INFORMATION SUPPLIED Start Marker

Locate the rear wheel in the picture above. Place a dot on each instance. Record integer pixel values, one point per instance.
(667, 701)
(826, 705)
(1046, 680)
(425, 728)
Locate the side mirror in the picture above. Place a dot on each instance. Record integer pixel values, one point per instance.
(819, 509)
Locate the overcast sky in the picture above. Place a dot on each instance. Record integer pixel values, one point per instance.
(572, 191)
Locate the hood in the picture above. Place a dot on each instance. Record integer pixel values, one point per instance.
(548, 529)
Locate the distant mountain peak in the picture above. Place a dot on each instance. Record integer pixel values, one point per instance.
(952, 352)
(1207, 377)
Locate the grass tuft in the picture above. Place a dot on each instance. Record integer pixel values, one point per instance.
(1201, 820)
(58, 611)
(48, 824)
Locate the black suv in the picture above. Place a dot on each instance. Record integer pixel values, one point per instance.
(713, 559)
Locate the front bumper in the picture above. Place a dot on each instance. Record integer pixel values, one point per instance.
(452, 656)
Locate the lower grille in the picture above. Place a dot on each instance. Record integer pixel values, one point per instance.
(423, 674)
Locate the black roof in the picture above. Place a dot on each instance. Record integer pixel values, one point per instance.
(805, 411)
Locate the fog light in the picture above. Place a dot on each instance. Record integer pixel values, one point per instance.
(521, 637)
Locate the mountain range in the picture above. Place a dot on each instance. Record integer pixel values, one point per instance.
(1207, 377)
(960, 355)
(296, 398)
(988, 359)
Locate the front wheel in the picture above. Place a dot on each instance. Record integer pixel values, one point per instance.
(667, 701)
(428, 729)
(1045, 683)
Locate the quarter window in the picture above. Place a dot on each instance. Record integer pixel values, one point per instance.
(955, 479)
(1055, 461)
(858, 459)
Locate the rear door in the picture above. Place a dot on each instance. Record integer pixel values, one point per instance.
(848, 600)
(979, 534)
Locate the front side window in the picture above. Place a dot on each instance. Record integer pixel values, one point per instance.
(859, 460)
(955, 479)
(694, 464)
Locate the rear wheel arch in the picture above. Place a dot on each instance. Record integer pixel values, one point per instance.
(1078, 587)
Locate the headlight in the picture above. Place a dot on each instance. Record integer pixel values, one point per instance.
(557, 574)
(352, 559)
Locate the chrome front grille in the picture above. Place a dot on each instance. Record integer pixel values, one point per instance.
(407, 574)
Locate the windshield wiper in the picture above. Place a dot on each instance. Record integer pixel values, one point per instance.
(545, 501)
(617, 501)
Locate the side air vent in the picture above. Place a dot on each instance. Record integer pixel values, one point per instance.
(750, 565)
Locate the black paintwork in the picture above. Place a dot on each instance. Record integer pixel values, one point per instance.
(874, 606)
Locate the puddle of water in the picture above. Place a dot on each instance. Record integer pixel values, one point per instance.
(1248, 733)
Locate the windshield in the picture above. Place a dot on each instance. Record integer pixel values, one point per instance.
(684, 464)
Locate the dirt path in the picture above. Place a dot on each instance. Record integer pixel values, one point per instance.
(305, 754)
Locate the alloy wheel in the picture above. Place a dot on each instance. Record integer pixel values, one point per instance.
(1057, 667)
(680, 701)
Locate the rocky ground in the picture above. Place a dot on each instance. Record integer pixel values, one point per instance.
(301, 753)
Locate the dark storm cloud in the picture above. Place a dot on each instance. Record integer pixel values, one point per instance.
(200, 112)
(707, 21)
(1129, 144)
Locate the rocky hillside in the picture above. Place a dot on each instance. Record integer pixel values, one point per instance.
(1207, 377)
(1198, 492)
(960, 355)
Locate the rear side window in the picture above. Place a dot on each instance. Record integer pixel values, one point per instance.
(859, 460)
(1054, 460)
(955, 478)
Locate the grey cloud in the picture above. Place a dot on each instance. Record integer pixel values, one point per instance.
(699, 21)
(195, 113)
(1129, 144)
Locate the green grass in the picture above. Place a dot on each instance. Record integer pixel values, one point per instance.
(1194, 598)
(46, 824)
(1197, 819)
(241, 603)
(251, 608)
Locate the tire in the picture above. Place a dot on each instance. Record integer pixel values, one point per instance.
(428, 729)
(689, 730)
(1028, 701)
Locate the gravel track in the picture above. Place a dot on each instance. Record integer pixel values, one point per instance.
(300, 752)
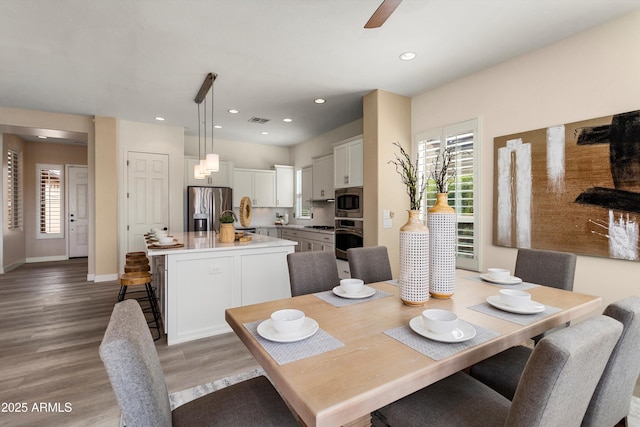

INFORMATION SUPPLIED End Marker

**WHAT YOU WILL DO:** Restate the listing above word for word. Leave the images out.

**EXERCISE RESPONSE:**
Locate the rear wheel in the picture above. Place a dot on each instance. Record integer pixel values, one point per instance.
(667, 701)
(826, 705)
(1046, 680)
(425, 728)
Locate the side mirror in the picture above. Place a dot on each instance. Record integer pixel values, one point per instance.
(819, 509)
Locate the overcast sky in the picture above. Place a dot on each instance. Record integer pixel values, one point per instance.
(572, 191)
Locate the hood in the picture above. Place a dot on each instance. Record integer pixel values, one point per instance.
(548, 529)
Locate the distant mountain peak in the picture above. Place a dot on each instance. Record integer pixel values, one point per instance.
(952, 352)
(1207, 377)
Locate the grass tuft in the picture above. Place a dot on each instance. Record integer pixel values, one point per instance.
(1201, 820)
(58, 611)
(48, 824)
Locate the black suv in the picture above. Place a dot on each instance. Record integer pixel values, one point per instance.
(713, 559)
Locate the front bumper in the picture above. Place a dot on each instance. Record integer pixel values, one point per instance.
(452, 656)
Locate the lower grille in the picture above. Place a dot on each instance. Record integer pixel values, one point per instance.
(423, 674)
Locate the black roof in the picture above. Place a dot on each instance. Record integer pixel values, one point per instance.
(805, 411)
Locate the fog light in the picture above. Place a dot on each instance. Record integer pixel values, one point per instance.
(521, 637)
Locate the mountain range in the picture above. Place a dot on each instance. Record integer pixel values, one point per instance.
(1207, 377)
(960, 355)
(296, 398)
(988, 359)
Locate the front wheel in the picture above. Place a dot on each instance. Record integer pixel values, one point per instance.
(667, 701)
(428, 729)
(1045, 683)
Locate the quarter window in the picture above. Place a dot on each instance. Record integer pixel values, one point per instance.
(955, 479)
(1055, 461)
(858, 459)
Locate the rear door in the picture above. Place a dot on each instance. Record integer pixel values, one point per instance.
(848, 600)
(979, 534)
Locate the front side window in the picture above. Place a dot on each instance. Record integer pixel values, one point per instance.
(859, 460)
(955, 479)
(694, 464)
Locate the rear wheel arch in the picture above. Place a dot on each instance. Record integer pixel values, one point per instance.
(1078, 587)
Locate the headlight in the picture above. Place a dot on each instance. Record integer pixel values, one point per instance.
(557, 574)
(352, 559)
Locate the chrome front grille in the picture above. Place a dot on each instance. Record integer pixel values, one point per instance.
(407, 574)
Locate the windshield wiper in the picture above. Place a dot on each instance. Record integer pixel values, one point per instance.
(545, 501)
(617, 501)
Locate the side air vent in the picture above. Place a dot on each instance. Record integer pixel values, one point per instance.
(750, 565)
Locate the black paintwork in the picture above. Place a dot on each instance. Record integer pixel values, one point per instance.
(874, 606)
Locate the puddle of water in the picture above. Place a dot on each instance. Record integer pixel values, one point per instance.
(1248, 733)
Locate the windshield in the picture above. Place a dot on each instance. Record integer pixel values, one point per instance.
(684, 464)
Locate the dirt path in the picture above. Place a dot on each instance. Record integer pixel values, one point per instance.
(305, 754)
Locate the alloy wheel in the picture above. Place a dot on each instance. Record integer pixel values, one point per instance.
(1057, 667)
(680, 701)
Locate the rocky ground in the picture above. Place a dot on each instance. Record integer pixel values, one point per instance.
(301, 753)
Locate the dark storm cloud in the picture above. Place a dot on each instance. Record integer pixel values, one point per instance.
(200, 112)
(707, 21)
(1129, 144)
Locate the rocky hillside in the picture above. Place a dot on each instance. Record integer pixel values, one point per instance.
(1207, 377)
(1198, 492)
(960, 355)
Locate the rear side window in the picture above. Place a dot on each instance. Record integer pixel values, one point per instance.
(859, 460)
(1054, 460)
(955, 478)
Locate the grey cloud in the picture above. Place a dot on each instance. Record integer pixel values, one point per instance.
(699, 21)
(195, 113)
(1129, 144)
Locate the green grass in the picture above. Place a dot on each instance. Record integer pixel values, one point per instance.
(1194, 598)
(46, 824)
(1197, 819)
(241, 603)
(251, 608)
Locate the tire in the picture above. Place a dot on each instance. Record integer pixel values, one point per instance.
(428, 729)
(689, 730)
(1028, 701)
Locate the gravel track in the picture above. Place a dot on each instance. Record integer pixel values, one point per instance.
(300, 752)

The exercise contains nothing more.